Please give the entries again in full and exactly, without any picture.

- Exercise material -
________________________

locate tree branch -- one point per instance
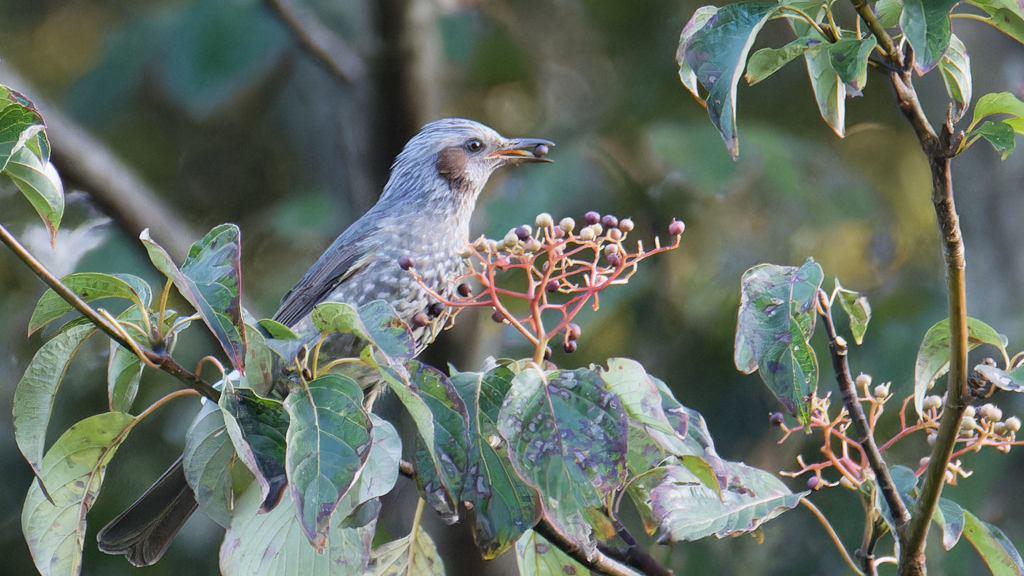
(848, 389)
(164, 361)
(320, 41)
(938, 151)
(600, 563)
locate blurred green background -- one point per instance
(215, 107)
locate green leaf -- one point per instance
(211, 280)
(829, 91)
(379, 474)
(641, 399)
(329, 440)
(124, 370)
(440, 483)
(713, 49)
(259, 361)
(257, 427)
(926, 26)
(272, 543)
(40, 184)
(998, 133)
(89, 286)
(997, 550)
(567, 438)
(375, 322)
(37, 391)
(20, 125)
(950, 519)
(689, 510)
(537, 557)
(504, 506)
(857, 309)
(933, 356)
(766, 62)
(1006, 15)
(209, 463)
(955, 70)
(889, 12)
(73, 472)
(408, 556)
(776, 318)
(849, 58)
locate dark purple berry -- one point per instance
(572, 330)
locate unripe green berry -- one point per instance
(990, 413)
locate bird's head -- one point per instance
(452, 160)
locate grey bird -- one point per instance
(422, 219)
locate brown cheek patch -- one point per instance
(452, 166)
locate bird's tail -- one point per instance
(143, 532)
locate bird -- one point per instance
(420, 220)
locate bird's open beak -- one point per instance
(523, 150)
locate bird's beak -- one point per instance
(523, 150)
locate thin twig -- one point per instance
(165, 362)
(600, 563)
(848, 391)
(839, 543)
(320, 41)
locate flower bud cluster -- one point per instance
(565, 266)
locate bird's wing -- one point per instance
(344, 257)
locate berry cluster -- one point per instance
(565, 269)
(980, 427)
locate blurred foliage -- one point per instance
(215, 106)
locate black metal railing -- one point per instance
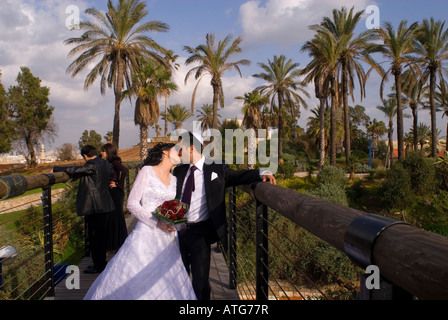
(273, 267)
(267, 255)
(31, 272)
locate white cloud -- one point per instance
(286, 22)
(233, 85)
(33, 35)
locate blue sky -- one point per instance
(32, 34)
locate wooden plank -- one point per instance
(219, 278)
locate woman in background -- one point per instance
(116, 224)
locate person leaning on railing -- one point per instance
(93, 201)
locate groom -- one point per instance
(203, 187)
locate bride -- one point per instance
(148, 266)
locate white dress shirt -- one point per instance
(198, 210)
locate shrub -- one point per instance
(332, 175)
(397, 189)
(422, 173)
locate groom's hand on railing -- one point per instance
(268, 177)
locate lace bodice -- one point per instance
(148, 192)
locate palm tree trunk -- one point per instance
(346, 117)
(166, 117)
(414, 129)
(118, 90)
(322, 133)
(432, 89)
(252, 149)
(280, 124)
(391, 142)
(33, 159)
(446, 141)
(215, 86)
(333, 123)
(400, 128)
(143, 142)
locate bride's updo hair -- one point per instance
(155, 155)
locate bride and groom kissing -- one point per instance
(156, 262)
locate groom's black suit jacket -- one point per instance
(215, 192)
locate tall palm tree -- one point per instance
(170, 61)
(212, 59)
(253, 102)
(432, 50)
(151, 82)
(389, 108)
(282, 77)
(118, 40)
(353, 50)
(177, 115)
(322, 70)
(205, 116)
(414, 91)
(397, 48)
(377, 129)
(423, 134)
(442, 100)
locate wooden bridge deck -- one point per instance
(219, 278)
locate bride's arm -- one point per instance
(135, 197)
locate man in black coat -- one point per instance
(93, 201)
(207, 213)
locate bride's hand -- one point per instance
(166, 227)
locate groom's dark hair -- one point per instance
(191, 140)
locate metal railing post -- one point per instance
(48, 234)
(232, 240)
(262, 257)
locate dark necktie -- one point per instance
(189, 186)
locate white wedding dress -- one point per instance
(148, 266)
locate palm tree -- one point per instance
(205, 115)
(253, 102)
(377, 129)
(442, 100)
(389, 108)
(118, 40)
(432, 50)
(282, 82)
(353, 50)
(414, 91)
(423, 134)
(170, 62)
(177, 115)
(149, 83)
(397, 48)
(212, 59)
(316, 131)
(322, 70)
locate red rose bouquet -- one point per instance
(172, 211)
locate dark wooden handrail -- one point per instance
(411, 258)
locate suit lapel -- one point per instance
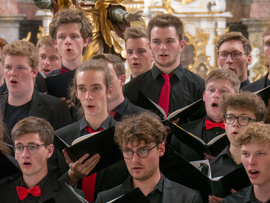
(50, 189)
(36, 105)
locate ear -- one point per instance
(122, 80)
(182, 45)
(86, 42)
(161, 149)
(249, 59)
(109, 92)
(204, 96)
(50, 149)
(55, 43)
(35, 72)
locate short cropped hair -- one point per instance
(234, 36)
(3, 42)
(116, 61)
(266, 32)
(258, 133)
(45, 41)
(135, 32)
(224, 74)
(22, 48)
(143, 127)
(245, 101)
(67, 16)
(166, 20)
(33, 124)
(92, 64)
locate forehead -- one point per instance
(69, 28)
(17, 60)
(135, 144)
(231, 45)
(255, 147)
(220, 82)
(136, 42)
(91, 77)
(163, 32)
(240, 112)
(27, 138)
(266, 38)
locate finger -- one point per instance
(68, 160)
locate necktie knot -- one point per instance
(23, 192)
(90, 130)
(210, 124)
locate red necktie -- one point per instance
(63, 70)
(88, 183)
(164, 97)
(210, 124)
(113, 113)
(23, 192)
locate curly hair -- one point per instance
(166, 20)
(256, 133)
(143, 127)
(235, 36)
(67, 16)
(224, 74)
(245, 101)
(33, 124)
(22, 48)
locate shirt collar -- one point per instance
(104, 125)
(121, 107)
(128, 184)
(178, 72)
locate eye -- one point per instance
(81, 89)
(32, 147)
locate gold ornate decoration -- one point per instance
(28, 37)
(201, 65)
(185, 1)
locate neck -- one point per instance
(216, 119)
(235, 152)
(1, 81)
(261, 192)
(148, 185)
(96, 121)
(114, 102)
(32, 180)
(168, 69)
(72, 65)
(18, 100)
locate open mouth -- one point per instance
(214, 104)
(253, 173)
(13, 82)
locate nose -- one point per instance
(163, 46)
(88, 96)
(135, 158)
(134, 55)
(45, 61)
(235, 123)
(67, 40)
(251, 160)
(25, 152)
(229, 59)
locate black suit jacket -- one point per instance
(52, 189)
(105, 179)
(257, 85)
(172, 192)
(128, 109)
(53, 109)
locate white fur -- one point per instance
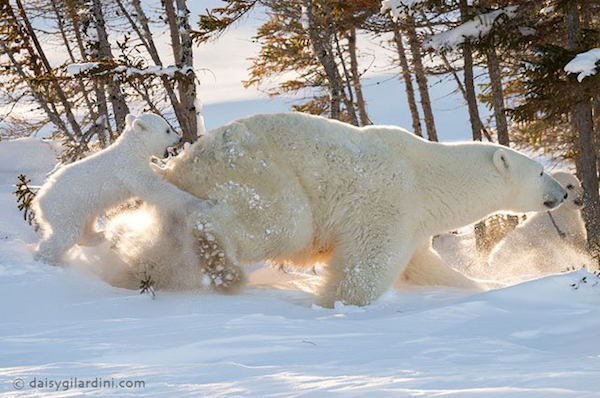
(68, 203)
(300, 188)
(537, 248)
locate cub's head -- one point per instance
(150, 133)
(573, 187)
(529, 187)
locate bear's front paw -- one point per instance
(219, 272)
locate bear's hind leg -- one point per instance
(426, 267)
(360, 271)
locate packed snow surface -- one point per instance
(584, 64)
(65, 332)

________________________

- Task result -
locate tree branch -- one point per instance
(848, 389)
(164, 361)
(320, 41)
(938, 151)
(600, 563)
locate blurred green background -- one point per instance
(215, 107)
locate green leaf -- one point per instance
(211, 280)
(829, 91)
(379, 474)
(641, 399)
(329, 440)
(124, 370)
(440, 483)
(713, 49)
(259, 361)
(257, 427)
(926, 26)
(272, 543)
(40, 184)
(998, 133)
(89, 286)
(997, 550)
(567, 438)
(375, 322)
(37, 391)
(20, 125)
(950, 519)
(689, 510)
(537, 557)
(504, 506)
(857, 309)
(933, 356)
(766, 62)
(1006, 15)
(209, 463)
(955, 70)
(889, 12)
(73, 472)
(408, 556)
(776, 318)
(849, 58)
locate dark purple berry -- one point per instance
(572, 330)
locate unripe green berry -- one point per instance
(990, 413)
locate bird's head -- one point per instance
(452, 160)
locate grey bird -- one point per instance
(422, 219)
locate brown cheek patch -- one point per instance
(452, 166)
locate bird's tail -- one point per instance
(143, 532)
locate bird -- one point per instance
(420, 220)
locate bird's open beak -- one point per instance
(523, 150)
locate bird's beak -- one point per instance
(523, 150)
locate thin twig -- one point per instance
(165, 362)
(600, 563)
(848, 391)
(839, 543)
(320, 41)
locate flower bud cluster -- one point per instance
(565, 266)
locate bird's wing -- one point per instance
(344, 257)
locate berry cluster -- one point per instance
(565, 269)
(980, 427)
locate blurred foliage -- one point per instance
(215, 106)
locate black metal railing -- one point per instance
(273, 267)
(267, 255)
(31, 272)
locate white cloud -- one point per instance
(286, 22)
(233, 85)
(33, 35)
locate blue sky -- one point per instance
(32, 34)
locate wooden plank -- one point per instance
(219, 278)
locate woman in background -- one point per instance
(116, 224)
locate person leaning on railing -- one point per instance
(93, 201)
locate groom -- one point per instance
(203, 187)
locate bride -- one point per instance
(148, 266)
locate white dress shirt -- one point per instance
(198, 210)
locate shrub -- one point per instance
(332, 175)
(397, 189)
(422, 173)
locate groom's hand on railing -- one point per instance
(268, 177)
locate lace bodice -- one point per instance
(148, 192)
locate palm tree trunk -- one point per instance
(346, 117)
(166, 117)
(414, 129)
(118, 90)
(322, 133)
(432, 89)
(252, 149)
(280, 124)
(391, 142)
(33, 159)
(446, 141)
(215, 86)
(333, 123)
(400, 128)
(143, 142)
locate bride's updo hair -- one point per instance
(155, 155)
locate bride and groom kissing -- one point per instance
(156, 262)
locate groom's black suit jacket -- one point per instance
(215, 192)
locate tall palm tree -- one point per instance
(170, 61)
(212, 59)
(253, 102)
(432, 50)
(151, 82)
(389, 108)
(282, 77)
(118, 40)
(353, 50)
(177, 115)
(322, 70)
(205, 116)
(414, 91)
(397, 48)
(377, 129)
(423, 134)
(442, 100)
locate wooden bridge deck -- one point per instance
(219, 278)
locate bride's arm -- one point per instance
(135, 197)
locate man in black coat -- one point per instance
(93, 201)
(207, 213)
locate bride's hand -- one point per instance
(166, 227)
locate groom's dark hair -- one point per instance
(191, 140)
locate metal railing post -- one point per instance
(48, 234)
(232, 240)
(262, 257)
locate dark necktie -- one point per instance
(189, 186)
locate white wedding dress -- one point per instance
(148, 266)
locate palm tree -- one point per instance
(205, 115)
(253, 102)
(377, 129)
(442, 100)
(389, 108)
(118, 40)
(432, 50)
(282, 82)
(353, 50)
(414, 91)
(423, 134)
(170, 62)
(177, 115)
(149, 83)
(397, 48)
(212, 59)
(316, 131)
(322, 70)
locate red rose bouquet -- one point per instance
(172, 211)
locate dark wooden handrail -- one point per instance
(411, 258)
locate suit lapel -- one point per instance
(50, 189)
(36, 105)
locate ear -- one point per instance
(122, 80)
(182, 45)
(86, 42)
(161, 149)
(249, 59)
(109, 92)
(204, 96)
(50, 149)
(55, 43)
(35, 72)
locate short cropped hair -- one point per instance
(234, 36)
(3, 42)
(116, 61)
(266, 32)
(258, 133)
(45, 41)
(135, 32)
(224, 74)
(22, 48)
(143, 127)
(245, 101)
(67, 16)
(166, 20)
(33, 124)
(92, 64)
locate forehead -- one point per instance
(69, 28)
(17, 60)
(135, 144)
(231, 45)
(255, 147)
(220, 82)
(136, 42)
(91, 77)
(163, 32)
(240, 112)
(27, 138)
(266, 38)
locate finger -- one point per instance
(68, 160)
locate necktie knot -- one point per instance
(23, 192)
(90, 130)
(210, 124)
locate red necktie -- one point per instance
(63, 70)
(88, 183)
(164, 97)
(210, 124)
(113, 113)
(23, 192)
locate curly hair -- one point per instance
(166, 20)
(256, 133)
(143, 127)
(235, 36)
(67, 16)
(224, 74)
(245, 101)
(33, 124)
(22, 48)
locate shirt collar -- one point per instance
(104, 125)
(121, 107)
(128, 184)
(178, 72)
locate eye -- one point per instance
(81, 89)
(32, 147)
locate gold ornate decoration -- one point per instance
(28, 37)
(201, 65)
(185, 1)
locate neck -- one point per instance
(216, 119)
(235, 152)
(1, 81)
(261, 192)
(148, 185)
(96, 121)
(114, 102)
(32, 180)
(168, 69)
(72, 65)
(18, 100)
locate open mouth -- one point per instance
(214, 104)
(253, 173)
(13, 82)
locate nose -- one point per instance
(163, 46)
(88, 96)
(135, 158)
(134, 55)
(45, 61)
(235, 123)
(67, 40)
(251, 160)
(25, 152)
(229, 59)
locate black suit jacket -- one point per instance
(52, 189)
(105, 179)
(257, 85)
(172, 192)
(128, 109)
(53, 109)
locate white fur -- one point per instance
(68, 203)
(300, 188)
(537, 248)
locate cub's head -- one point per instance
(150, 133)
(573, 187)
(529, 187)
locate bear's front paw -- one point per instance
(219, 272)
locate bear's hind leg -- one point per instance
(426, 267)
(360, 271)
locate packed snow surface -- one point per instance
(584, 64)
(65, 332)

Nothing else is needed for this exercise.